> **TO BE DONE**
Reproduce the listing below verbatim, from the line containing "of the bundle" down to the line containing "(1293, 136)", both included.

> **Position annotation listing**
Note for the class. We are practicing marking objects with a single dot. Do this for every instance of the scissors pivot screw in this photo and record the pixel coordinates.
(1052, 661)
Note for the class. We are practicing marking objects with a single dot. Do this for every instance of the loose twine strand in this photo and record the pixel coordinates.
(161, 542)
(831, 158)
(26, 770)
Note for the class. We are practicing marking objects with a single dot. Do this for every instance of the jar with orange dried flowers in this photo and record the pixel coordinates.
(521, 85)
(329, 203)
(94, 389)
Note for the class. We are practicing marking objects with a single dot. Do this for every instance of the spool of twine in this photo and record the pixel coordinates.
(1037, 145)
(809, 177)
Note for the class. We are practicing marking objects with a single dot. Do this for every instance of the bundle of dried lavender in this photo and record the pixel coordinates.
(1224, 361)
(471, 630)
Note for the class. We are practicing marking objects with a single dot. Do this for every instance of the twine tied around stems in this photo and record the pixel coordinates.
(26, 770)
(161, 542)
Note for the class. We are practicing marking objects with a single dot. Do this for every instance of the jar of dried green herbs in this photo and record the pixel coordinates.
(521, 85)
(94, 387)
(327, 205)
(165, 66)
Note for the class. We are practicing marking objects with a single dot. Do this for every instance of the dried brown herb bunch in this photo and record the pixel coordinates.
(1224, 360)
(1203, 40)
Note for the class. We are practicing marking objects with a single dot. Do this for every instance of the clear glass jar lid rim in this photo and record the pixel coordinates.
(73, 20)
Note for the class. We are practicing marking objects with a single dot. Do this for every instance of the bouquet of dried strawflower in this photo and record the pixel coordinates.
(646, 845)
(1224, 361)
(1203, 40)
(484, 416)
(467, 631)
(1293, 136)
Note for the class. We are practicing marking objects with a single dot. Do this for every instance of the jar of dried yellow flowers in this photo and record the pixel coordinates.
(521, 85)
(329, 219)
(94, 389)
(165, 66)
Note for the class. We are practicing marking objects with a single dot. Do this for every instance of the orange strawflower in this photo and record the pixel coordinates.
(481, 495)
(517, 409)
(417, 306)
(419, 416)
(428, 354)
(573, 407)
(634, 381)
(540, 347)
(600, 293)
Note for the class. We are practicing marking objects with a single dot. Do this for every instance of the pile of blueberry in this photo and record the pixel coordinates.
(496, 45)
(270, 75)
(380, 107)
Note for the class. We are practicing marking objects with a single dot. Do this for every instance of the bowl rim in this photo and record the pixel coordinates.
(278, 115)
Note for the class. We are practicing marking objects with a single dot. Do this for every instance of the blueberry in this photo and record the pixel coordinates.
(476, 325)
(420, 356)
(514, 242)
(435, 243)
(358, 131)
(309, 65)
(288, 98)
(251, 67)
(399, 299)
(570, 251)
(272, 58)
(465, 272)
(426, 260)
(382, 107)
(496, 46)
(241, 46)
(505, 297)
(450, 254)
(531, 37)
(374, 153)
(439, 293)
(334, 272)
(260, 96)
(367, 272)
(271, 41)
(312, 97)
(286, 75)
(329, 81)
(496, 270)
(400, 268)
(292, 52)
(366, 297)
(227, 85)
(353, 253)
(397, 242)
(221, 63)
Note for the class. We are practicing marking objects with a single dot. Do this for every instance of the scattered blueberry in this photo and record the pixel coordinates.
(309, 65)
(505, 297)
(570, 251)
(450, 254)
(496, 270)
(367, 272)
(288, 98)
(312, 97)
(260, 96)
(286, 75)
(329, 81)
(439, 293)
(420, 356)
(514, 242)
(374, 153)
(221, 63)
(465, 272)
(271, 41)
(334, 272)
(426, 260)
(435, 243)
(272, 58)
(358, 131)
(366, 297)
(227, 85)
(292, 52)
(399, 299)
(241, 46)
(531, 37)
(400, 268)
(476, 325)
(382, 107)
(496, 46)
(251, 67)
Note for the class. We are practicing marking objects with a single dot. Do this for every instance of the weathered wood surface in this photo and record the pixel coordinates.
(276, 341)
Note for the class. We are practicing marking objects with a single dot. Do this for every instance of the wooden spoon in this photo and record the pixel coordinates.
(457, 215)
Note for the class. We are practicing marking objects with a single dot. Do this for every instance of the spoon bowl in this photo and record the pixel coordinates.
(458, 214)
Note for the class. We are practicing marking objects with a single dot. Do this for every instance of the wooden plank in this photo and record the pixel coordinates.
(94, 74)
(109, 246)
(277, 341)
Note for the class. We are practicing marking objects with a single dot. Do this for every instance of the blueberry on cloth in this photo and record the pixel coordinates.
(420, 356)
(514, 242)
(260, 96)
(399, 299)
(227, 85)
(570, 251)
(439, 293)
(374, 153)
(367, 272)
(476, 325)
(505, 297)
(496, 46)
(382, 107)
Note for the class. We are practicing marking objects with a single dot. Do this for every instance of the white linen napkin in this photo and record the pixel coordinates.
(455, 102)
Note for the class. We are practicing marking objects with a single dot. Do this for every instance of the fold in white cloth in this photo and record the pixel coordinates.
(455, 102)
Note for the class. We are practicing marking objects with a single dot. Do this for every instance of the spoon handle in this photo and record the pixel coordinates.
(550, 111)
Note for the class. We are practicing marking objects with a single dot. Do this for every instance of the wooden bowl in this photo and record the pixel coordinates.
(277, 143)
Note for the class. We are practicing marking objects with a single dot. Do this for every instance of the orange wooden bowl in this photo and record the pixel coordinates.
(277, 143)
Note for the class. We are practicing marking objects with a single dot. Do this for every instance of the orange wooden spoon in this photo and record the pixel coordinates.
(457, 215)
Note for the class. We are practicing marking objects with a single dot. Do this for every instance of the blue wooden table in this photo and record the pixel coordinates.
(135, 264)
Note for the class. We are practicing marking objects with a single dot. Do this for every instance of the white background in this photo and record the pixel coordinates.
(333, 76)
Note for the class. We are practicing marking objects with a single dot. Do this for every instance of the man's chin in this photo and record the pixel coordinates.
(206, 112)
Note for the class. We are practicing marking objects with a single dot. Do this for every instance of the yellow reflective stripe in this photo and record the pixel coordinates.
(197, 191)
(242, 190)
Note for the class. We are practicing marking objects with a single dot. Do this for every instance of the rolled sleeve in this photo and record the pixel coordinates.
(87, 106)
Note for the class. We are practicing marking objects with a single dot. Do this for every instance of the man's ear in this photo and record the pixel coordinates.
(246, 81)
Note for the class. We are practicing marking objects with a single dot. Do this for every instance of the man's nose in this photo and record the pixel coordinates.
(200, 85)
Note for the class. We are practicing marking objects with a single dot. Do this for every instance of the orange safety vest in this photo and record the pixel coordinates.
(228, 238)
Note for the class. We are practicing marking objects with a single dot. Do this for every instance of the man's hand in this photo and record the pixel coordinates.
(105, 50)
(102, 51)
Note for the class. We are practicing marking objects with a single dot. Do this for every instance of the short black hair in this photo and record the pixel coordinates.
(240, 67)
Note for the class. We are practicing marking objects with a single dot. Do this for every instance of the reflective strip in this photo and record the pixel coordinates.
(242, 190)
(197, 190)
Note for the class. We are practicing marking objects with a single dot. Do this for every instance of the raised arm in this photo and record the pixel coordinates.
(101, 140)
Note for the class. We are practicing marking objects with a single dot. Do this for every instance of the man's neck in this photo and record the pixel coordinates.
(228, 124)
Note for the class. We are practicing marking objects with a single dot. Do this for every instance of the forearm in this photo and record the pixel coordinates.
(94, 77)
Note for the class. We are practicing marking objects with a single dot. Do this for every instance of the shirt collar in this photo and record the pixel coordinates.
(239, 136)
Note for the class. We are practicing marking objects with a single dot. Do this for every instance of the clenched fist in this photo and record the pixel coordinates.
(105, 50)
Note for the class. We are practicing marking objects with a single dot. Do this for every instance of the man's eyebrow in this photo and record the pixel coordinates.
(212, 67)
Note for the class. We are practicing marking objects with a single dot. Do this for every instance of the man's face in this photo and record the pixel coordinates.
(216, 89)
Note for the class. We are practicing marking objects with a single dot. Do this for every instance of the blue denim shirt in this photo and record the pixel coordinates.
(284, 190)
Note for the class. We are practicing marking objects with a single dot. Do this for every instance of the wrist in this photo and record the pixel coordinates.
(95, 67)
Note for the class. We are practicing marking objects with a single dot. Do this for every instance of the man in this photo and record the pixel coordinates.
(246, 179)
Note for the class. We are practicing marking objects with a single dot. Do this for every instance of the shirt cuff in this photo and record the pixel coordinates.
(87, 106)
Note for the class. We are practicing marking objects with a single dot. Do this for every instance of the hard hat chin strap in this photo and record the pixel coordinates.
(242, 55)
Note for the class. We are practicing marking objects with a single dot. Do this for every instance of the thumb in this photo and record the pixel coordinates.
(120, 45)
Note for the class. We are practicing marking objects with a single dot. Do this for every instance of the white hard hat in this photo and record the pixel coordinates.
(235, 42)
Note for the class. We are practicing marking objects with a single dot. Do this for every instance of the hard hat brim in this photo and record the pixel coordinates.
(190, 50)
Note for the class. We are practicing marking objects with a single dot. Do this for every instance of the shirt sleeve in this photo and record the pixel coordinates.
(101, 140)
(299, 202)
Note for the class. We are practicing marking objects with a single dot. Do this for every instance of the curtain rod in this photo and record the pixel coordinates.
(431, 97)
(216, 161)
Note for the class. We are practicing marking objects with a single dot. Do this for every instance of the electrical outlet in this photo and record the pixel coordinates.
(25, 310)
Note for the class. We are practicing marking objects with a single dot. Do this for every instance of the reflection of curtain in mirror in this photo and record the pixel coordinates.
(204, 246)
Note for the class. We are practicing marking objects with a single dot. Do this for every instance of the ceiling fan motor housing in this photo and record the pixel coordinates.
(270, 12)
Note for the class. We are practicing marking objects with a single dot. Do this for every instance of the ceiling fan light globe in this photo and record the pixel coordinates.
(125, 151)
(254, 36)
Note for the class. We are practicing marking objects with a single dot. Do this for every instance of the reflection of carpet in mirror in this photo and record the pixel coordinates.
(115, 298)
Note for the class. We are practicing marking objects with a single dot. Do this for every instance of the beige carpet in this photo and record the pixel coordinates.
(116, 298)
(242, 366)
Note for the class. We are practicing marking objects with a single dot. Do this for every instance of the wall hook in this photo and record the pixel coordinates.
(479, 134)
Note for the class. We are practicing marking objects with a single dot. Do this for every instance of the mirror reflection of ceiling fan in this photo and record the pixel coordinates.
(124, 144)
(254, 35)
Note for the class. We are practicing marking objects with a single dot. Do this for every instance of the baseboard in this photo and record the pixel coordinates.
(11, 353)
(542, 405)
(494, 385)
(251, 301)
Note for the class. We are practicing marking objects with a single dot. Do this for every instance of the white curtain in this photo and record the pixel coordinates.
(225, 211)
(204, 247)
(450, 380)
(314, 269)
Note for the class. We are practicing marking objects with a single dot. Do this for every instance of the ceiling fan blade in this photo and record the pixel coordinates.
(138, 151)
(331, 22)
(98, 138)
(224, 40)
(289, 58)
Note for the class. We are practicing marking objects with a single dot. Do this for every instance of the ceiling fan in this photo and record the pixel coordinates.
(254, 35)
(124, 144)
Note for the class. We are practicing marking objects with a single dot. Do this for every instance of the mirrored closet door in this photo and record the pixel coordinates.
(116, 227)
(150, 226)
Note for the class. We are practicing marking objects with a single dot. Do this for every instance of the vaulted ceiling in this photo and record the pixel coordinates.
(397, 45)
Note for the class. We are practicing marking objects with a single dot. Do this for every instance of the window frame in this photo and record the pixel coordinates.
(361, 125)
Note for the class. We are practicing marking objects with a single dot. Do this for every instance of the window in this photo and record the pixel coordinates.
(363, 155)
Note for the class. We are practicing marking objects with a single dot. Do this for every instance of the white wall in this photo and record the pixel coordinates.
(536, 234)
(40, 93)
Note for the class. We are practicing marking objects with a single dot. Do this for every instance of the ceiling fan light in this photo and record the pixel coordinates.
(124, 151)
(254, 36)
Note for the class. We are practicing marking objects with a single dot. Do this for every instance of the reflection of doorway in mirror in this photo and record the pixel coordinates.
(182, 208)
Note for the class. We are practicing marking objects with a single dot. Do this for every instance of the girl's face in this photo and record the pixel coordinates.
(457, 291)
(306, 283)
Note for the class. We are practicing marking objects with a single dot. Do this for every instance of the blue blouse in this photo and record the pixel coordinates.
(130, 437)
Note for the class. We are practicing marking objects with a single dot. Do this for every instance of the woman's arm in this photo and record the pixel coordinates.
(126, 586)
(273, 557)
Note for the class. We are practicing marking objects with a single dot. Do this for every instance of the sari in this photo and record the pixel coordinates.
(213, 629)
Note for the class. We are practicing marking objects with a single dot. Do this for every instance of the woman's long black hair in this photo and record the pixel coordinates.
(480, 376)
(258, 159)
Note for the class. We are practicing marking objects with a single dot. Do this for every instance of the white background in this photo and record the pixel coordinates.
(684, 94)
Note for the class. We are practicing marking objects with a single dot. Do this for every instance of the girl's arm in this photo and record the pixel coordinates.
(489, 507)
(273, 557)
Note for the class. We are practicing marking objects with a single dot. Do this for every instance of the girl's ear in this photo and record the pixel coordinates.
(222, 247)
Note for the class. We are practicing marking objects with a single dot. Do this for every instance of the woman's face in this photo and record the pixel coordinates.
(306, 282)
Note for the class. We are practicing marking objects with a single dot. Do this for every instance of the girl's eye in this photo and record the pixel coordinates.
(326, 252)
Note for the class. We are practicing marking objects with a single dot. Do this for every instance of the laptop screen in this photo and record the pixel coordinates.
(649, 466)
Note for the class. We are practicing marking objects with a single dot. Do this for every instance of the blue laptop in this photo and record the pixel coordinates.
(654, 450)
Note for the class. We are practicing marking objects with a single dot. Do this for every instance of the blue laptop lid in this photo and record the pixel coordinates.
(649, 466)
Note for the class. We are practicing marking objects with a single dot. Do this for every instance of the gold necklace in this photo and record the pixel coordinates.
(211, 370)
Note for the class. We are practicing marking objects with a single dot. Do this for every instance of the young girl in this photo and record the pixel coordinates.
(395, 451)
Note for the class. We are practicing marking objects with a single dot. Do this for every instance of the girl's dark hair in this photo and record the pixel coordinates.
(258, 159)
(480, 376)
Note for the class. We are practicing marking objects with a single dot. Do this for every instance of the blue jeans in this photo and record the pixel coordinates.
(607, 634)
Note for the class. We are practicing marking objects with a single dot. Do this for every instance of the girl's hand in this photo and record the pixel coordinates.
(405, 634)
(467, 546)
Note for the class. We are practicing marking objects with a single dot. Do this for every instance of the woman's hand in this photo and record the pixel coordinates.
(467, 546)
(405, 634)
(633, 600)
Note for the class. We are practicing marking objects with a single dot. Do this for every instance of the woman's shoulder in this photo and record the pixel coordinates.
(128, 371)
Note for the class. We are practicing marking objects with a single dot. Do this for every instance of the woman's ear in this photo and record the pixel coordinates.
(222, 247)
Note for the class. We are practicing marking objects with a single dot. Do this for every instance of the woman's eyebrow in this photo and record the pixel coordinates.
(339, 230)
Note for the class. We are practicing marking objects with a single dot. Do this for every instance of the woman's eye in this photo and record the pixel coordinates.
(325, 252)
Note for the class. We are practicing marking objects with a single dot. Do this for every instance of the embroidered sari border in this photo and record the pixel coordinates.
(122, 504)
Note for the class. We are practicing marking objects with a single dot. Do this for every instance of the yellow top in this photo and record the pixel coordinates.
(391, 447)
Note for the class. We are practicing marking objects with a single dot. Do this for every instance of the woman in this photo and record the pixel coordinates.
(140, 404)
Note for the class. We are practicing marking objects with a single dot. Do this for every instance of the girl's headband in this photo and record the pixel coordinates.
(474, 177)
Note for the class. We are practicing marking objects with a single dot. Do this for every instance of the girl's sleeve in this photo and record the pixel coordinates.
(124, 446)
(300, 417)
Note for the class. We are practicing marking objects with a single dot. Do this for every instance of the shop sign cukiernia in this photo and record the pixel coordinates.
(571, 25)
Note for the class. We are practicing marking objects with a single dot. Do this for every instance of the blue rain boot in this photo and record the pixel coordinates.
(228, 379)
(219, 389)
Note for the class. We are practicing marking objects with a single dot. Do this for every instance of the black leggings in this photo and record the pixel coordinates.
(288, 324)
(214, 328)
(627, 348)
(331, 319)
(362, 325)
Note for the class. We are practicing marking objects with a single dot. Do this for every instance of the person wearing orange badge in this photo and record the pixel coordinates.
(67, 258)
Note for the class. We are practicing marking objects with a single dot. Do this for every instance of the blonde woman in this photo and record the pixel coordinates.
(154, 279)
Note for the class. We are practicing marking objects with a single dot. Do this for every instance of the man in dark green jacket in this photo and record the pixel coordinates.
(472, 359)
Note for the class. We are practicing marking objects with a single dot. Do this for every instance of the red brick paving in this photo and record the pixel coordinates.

> **CORRECT ANSWER**
Note for the class. We are practicing marking objects with a single dot. Do this for every instance of the bundle of dried lavender in this photo and record the pixel coordinates.
(1224, 361)
(471, 630)
Note for the class. We are practicing marking objects with a single dot. Do this for every instance of the twine tied around stems in this photo and record the pixel coordinates.
(26, 770)
(161, 542)
Note for the class. We are practicing marking objects with a single dot. Do this for every instance of the jar of dried green herbs in this photo and record the pixel coordinates.
(521, 85)
(94, 387)
(327, 205)
(165, 66)
Note for the class. We are practicing marking objects with a single dot. Do this for every instance of the dried brown herb bunch in this photo and record the pixel coordinates.
(1224, 360)
(1203, 40)
Note for the class. We are practicing marking objects with a single dot. Do this for every instance of the clear glass jar lid rim in this photo and record the pixel coordinates.
(73, 20)
Note for the class. We are practicing marking objects with a single dot. Do this for every instance of the bouquet of dried strawflower in this photo and record the pixel coordinates.
(646, 845)
(1224, 361)
(1203, 40)
(484, 416)
(467, 631)
(1293, 136)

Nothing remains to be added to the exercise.